Write the data out again, character for character, with no images.

********************

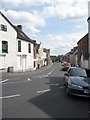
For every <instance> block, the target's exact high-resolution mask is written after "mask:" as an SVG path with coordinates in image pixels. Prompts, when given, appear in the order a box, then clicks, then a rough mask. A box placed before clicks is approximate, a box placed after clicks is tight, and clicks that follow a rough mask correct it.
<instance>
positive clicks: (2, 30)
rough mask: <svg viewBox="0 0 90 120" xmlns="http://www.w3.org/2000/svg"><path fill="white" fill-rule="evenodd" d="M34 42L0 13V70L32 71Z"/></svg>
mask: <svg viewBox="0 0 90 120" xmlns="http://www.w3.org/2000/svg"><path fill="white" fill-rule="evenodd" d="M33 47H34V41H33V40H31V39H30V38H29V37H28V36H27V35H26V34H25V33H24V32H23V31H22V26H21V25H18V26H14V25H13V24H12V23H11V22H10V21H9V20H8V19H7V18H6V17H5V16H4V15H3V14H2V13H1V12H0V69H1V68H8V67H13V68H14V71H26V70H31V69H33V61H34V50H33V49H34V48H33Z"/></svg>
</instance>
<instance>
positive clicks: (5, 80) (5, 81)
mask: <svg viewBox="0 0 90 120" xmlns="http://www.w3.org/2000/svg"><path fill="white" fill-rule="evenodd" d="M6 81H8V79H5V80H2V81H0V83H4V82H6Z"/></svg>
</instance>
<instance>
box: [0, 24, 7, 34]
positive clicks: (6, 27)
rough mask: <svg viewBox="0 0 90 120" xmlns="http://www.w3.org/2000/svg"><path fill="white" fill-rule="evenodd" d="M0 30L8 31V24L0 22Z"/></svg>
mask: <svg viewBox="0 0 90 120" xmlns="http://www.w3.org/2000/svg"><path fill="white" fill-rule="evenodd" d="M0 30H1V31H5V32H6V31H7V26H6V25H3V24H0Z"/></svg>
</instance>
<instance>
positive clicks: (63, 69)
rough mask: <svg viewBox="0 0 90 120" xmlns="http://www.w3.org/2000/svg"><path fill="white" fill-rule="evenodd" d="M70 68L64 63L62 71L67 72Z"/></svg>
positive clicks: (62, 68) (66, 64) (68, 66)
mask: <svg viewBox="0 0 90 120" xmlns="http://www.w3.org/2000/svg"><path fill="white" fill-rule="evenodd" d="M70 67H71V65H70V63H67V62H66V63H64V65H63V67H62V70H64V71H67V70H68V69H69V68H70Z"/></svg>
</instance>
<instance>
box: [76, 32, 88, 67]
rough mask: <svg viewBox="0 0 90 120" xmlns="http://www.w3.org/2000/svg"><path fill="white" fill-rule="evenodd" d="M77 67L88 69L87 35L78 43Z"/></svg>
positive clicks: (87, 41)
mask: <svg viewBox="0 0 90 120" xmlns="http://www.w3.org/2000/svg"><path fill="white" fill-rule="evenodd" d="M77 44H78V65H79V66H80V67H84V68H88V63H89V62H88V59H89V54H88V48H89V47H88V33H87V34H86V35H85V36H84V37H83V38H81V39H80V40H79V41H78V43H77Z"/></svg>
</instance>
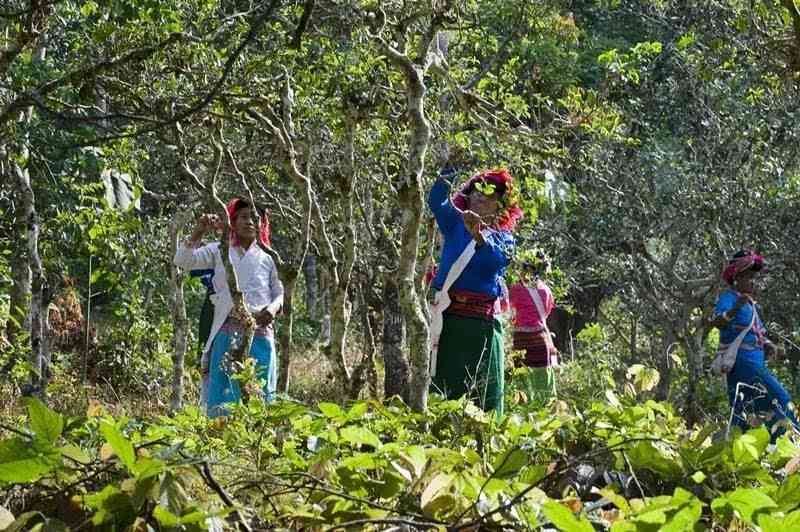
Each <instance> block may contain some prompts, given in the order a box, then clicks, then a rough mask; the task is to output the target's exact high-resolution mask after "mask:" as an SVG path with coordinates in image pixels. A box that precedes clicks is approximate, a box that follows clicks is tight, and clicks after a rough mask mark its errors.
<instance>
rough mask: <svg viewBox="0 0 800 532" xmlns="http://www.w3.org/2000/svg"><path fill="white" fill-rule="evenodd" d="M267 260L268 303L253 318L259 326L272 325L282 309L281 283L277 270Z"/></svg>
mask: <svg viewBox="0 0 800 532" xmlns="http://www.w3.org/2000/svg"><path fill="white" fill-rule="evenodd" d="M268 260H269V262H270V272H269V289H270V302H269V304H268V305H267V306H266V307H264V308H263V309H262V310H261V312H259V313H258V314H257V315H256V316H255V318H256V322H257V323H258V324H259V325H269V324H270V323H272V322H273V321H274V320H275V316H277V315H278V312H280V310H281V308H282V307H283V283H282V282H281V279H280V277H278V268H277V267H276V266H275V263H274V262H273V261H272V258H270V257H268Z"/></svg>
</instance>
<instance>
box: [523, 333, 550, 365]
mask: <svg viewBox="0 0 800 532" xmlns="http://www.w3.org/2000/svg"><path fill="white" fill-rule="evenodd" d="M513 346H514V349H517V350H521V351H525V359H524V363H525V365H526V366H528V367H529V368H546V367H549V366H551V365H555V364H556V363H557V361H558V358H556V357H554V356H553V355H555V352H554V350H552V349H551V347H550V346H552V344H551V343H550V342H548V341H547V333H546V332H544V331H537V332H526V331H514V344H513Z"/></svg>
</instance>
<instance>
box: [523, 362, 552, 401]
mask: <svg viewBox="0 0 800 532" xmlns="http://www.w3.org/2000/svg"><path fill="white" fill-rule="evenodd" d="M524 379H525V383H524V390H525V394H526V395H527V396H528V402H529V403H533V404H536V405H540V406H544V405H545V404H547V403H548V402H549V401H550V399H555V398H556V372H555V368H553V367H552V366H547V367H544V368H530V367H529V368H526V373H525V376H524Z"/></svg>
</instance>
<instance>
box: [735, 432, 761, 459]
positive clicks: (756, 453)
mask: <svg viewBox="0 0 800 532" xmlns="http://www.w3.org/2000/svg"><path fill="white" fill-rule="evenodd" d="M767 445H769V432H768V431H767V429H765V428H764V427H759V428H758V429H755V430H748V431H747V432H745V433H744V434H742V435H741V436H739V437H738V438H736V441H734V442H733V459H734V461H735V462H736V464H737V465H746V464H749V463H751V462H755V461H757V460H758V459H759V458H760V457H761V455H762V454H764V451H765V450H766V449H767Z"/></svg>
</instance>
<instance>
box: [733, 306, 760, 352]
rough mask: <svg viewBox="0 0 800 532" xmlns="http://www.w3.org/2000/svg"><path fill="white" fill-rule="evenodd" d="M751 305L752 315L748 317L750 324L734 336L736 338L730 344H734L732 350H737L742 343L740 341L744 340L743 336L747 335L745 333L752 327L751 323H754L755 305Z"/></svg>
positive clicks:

********************

Response for this exercise:
For every <instance> block, the target's exact high-resolution mask is written after "mask:" as an SVG path with coordinates in image pixels. Prompts, when given, appear in the order a box, then clicks, then a rough mask. A box placed before clicks is approximate, a box placed after clicks is tight, and clicks that follow a rough mask correct it.
<instance>
positive clicks: (2, 30)
rough mask: <svg viewBox="0 0 90 120" xmlns="http://www.w3.org/2000/svg"><path fill="white" fill-rule="evenodd" d="M34 42L0 13V70L32 71Z"/></svg>
mask: <svg viewBox="0 0 90 120" xmlns="http://www.w3.org/2000/svg"><path fill="white" fill-rule="evenodd" d="M33 47H34V41H33V40H31V39H30V38H29V37H28V36H27V35H26V34H25V33H24V32H23V31H22V26H21V25H18V26H14V25H13V24H12V23H11V22H10V21H9V20H8V19H7V18H6V17H5V16H4V15H3V14H2V13H1V12H0V69H1V68H8V67H13V68H14V71H26V70H31V69H33V61H34V50H33V49H34V48H33Z"/></svg>
</instance>
<instance>
positive clicks: (5, 80) (5, 81)
mask: <svg viewBox="0 0 90 120" xmlns="http://www.w3.org/2000/svg"><path fill="white" fill-rule="evenodd" d="M6 81H8V79H5V80H2V81H0V83H4V82H6Z"/></svg>
</instance>
<instance>
box: [0, 24, 7, 34]
positive clicks: (6, 27)
rough mask: <svg viewBox="0 0 90 120" xmlns="http://www.w3.org/2000/svg"><path fill="white" fill-rule="evenodd" d="M0 30L8 31V24L0 22Z"/></svg>
mask: <svg viewBox="0 0 90 120" xmlns="http://www.w3.org/2000/svg"><path fill="white" fill-rule="evenodd" d="M0 30H1V31H5V32H6V31H7V26H6V25H3V24H0Z"/></svg>
</instance>
<instance>
positive clicks: (63, 69)
rough mask: <svg viewBox="0 0 90 120" xmlns="http://www.w3.org/2000/svg"><path fill="white" fill-rule="evenodd" d="M70 68L64 63L62 71L67 72Z"/></svg>
positive clicks: (62, 68) (66, 64) (68, 66)
mask: <svg viewBox="0 0 90 120" xmlns="http://www.w3.org/2000/svg"><path fill="white" fill-rule="evenodd" d="M70 67H71V65H70V63H67V62H66V63H64V65H63V67H62V70H64V71H67V70H68V69H69V68H70Z"/></svg>
</instance>
<instance>
box: [76, 32, 88, 67]
rough mask: <svg viewBox="0 0 90 120" xmlns="http://www.w3.org/2000/svg"><path fill="white" fill-rule="evenodd" d="M77 67L88 69L87 35L78 43Z"/></svg>
positive clicks: (87, 41)
mask: <svg viewBox="0 0 90 120" xmlns="http://www.w3.org/2000/svg"><path fill="white" fill-rule="evenodd" d="M77 44H78V65H79V66H80V67H84V68H88V63H89V62H88V59H89V54H88V48H89V47H88V33H87V34H86V35H85V36H84V37H83V38H81V39H80V40H79V41H78V43H77Z"/></svg>
</instance>
Each <instance> block may contain some prompts, given in the order a box, then clicks, then a rough mask; the task is to output the target's exact high-resolution mask after "mask:" as an SVG path with coordinates in image pixels. A box that precedes clicks is approximate, a box that follows clicks is tight, and clicks after a rough mask mark its errors.
<instance>
rough mask: <svg viewBox="0 0 800 532" xmlns="http://www.w3.org/2000/svg"><path fill="white" fill-rule="evenodd" d="M267 260L268 303L253 318L259 326L272 325L282 309L281 283L277 270Z"/></svg>
mask: <svg viewBox="0 0 800 532" xmlns="http://www.w3.org/2000/svg"><path fill="white" fill-rule="evenodd" d="M268 260H269V262H270V272H269V289H270V302H269V304H268V305H267V306H266V307H264V308H263V309H262V310H261V312H259V313H258V314H257V315H256V316H255V318H256V322H257V323H258V324H259V325H269V324H270V323H272V322H273V321H274V320H275V316H277V315H278V312H280V310H281V308H282V307H283V283H282V282H281V279H280V277H278V268H277V267H276V266H275V263H274V262H273V261H272V258H270V257H268Z"/></svg>
</instance>
<instance>
box: [523, 333, 550, 365]
mask: <svg viewBox="0 0 800 532" xmlns="http://www.w3.org/2000/svg"><path fill="white" fill-rule="evenodd" d="M513 346H514V349H517V350H521V351H525V359H524V363H525V365H526V366H528V367H529V368H546V367H549V366H551V365H555V364H556V363H557V361H558V358H556V357H554V356H553V355H555V352H554V350H552V349H551V347H550V346H552V344H551V343H550V342H548V341H547V333H546V332H544V331H537V332H526V331H514V344H513Z"/></svg>
</instance>
<instance>
box: [523, 362, 552, 401]
mask: <svg viewBox="0 0 800 532" xmlns="http://www.w3.org/2000/svg"><path fill="white" fill-rule="evenodd" d="M524 379H525V383H524V390H525V394H526V395H527V396H528V402H529V403H533V404H536V405H540V406H544V405H545V404H547V403H548V402H549V401H550V399H555V398H556V372H555V368H553V367H552V366H547V367H544V368H530V367H529V368H526V373H525V376H524Z"/></svg>
</instance>
<instance>
box: [735, 432, 761, 459]
positive clicks: (756, 453)
mask: <svg viewBox="0 0 800 532" xmlns="http://www.w3.org/2000/svg"><path fill="white" fill-rule="evenodd" d="M767 445H769V432H768V431H767V429H765V428H764V427H759V428H758V429H755V430H748V431H747V432H745V433H744V434H742V435H741V436H739V437H738V438H736V441H734V442H733V459H734V461H735V462H736V464H737V465H746V464H749V463H751V462H755V461H757V460H758V459H759V458H760V457H761V455H762V454H764V451H765V450H766V449H767Z"/></svg>
</instance>
<instance>
box: [733, 306, 760, 352]
rough mask: <svg viewBox="0 0 800 532" xmlns="http://www.w3.org/2000/svg"><path fill="white" fill-rule="evenodd" d="M751 305L752 315L748 317L750 324L734 336L736 338L730 344H734L732 350H737L742 343L740 341L744 340L743 336L747 335L745 333L752 327L751 323H754L755 305Z"/></svg>
positive clicks:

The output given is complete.